— Excerpt provided —
+ + + + +
Lousy hair

Lousy hair

Hair loss may be worrisome to balding men but not so for Harnaam Kaur of the United Kingdom.

Kaur has so much hair growing on her face that it depressed her before. The 31-year-old freelance model and motivational speaker overcame the problem after earning the Guinness World Records 2017 title as the youngest female with a full beard.

Kaur has had polycystic ovary syndrome since she was 12. One of the symptoms of the condition that afflicts millions of people around the world is excessive hair growth or hirsutism, usually on the face, chest, back or buttocks due to overproduction of the male hormone androgen, according to mayoclinic.org and nhs.uk.

Another bothersome hair disorder is uncombable hair syndrome. Those who have the condition have hairs "that sticks out at all angles, making it almost impossible to tame, let alone comb," CNN reported.

UHS afflicts children between the ages of three months and 12 years and is characterized by straw blond or silvery blond frizzy hair that is usually wavy, dry, and brittle, according to CNN.

Geneticists at the University of Bonn, Germany had found that UHS is caused by mutations in three genes in the follicle involved in hair-fiber formation. Fortunately, there are very few cases of UHS in the world, and it tends to improve or even disappear by adulthood, CNN said.
+ + + + +
— Extracted data entries —

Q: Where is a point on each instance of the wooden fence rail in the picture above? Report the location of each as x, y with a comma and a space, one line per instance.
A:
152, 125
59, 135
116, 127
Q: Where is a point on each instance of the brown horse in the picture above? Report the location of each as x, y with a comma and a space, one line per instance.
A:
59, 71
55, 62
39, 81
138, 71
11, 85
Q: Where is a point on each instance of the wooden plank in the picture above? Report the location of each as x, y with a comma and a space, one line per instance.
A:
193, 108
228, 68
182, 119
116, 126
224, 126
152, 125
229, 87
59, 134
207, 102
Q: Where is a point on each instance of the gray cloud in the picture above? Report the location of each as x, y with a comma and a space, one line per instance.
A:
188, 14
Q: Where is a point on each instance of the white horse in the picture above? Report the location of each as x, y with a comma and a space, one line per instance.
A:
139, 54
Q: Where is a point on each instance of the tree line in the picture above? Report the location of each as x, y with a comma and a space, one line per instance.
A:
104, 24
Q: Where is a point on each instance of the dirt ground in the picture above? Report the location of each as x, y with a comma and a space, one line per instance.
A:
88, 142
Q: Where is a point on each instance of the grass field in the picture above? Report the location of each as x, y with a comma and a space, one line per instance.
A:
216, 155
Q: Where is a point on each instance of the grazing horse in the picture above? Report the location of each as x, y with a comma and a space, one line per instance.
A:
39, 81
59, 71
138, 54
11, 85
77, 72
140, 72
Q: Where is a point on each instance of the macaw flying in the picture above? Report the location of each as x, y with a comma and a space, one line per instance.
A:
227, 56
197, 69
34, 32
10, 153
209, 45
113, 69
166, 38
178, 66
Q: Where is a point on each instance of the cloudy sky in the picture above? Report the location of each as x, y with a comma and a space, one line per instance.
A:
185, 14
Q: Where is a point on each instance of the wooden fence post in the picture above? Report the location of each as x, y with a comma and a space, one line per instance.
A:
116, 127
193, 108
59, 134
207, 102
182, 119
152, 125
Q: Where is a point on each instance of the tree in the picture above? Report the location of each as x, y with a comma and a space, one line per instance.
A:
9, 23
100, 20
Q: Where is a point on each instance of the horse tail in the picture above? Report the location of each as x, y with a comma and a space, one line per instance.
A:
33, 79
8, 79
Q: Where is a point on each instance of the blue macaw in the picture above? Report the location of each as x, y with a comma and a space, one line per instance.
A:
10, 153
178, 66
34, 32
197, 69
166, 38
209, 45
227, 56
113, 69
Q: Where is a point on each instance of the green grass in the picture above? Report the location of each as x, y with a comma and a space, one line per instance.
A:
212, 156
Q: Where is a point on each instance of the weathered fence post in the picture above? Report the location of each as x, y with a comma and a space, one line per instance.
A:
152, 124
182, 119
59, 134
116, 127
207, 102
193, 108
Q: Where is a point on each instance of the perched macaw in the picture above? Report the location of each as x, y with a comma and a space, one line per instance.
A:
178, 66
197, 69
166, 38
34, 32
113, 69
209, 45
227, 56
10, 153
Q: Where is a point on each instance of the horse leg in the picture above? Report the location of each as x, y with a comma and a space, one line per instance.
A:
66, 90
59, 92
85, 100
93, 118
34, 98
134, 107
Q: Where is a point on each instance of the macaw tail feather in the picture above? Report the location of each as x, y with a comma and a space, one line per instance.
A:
+ + + + +
— Exercise A —
In the article on hair disorders, since what age has Harnaam Kaur had polycystic ovary syndrome?
— Exercise B —
Write the next paragraph of the article on hair disorders, picking up after its final sentence.

— Output A —
Since she was 12.

— Output B —
Meanwhile, the oldest hair problem was discovered by scientists from a 3,700-year-old small comb dug up in Israel by archeologists. Madeleine Mumcuoglu, a research associate at the Hebrew University of Jerusalem, discovered in 2021 the engraving on the artifact unearthed in 2016 at the archeological site called Lachish, a Canaanite city state in the second millennium BC, CNN reported.

"The inscription written on the ivory comb is in Canaanite, the earliest alphabet, and the source of the Latin one used today to write English and many other European languages," according to CNN.

Based on the findings of the team of researchers led by HUJ professor of archeology Yosef Garfinkel and published in the Jerusalem Journal of Archaeology, the 17 Canaanite letters on the comb translates to the sentence, "May this tusk root out the lice of the hair and the beard."

Lice remains embedded in the ancient comb reinforce the findings that the scalp parasite has been a grooming problem since time immemorial.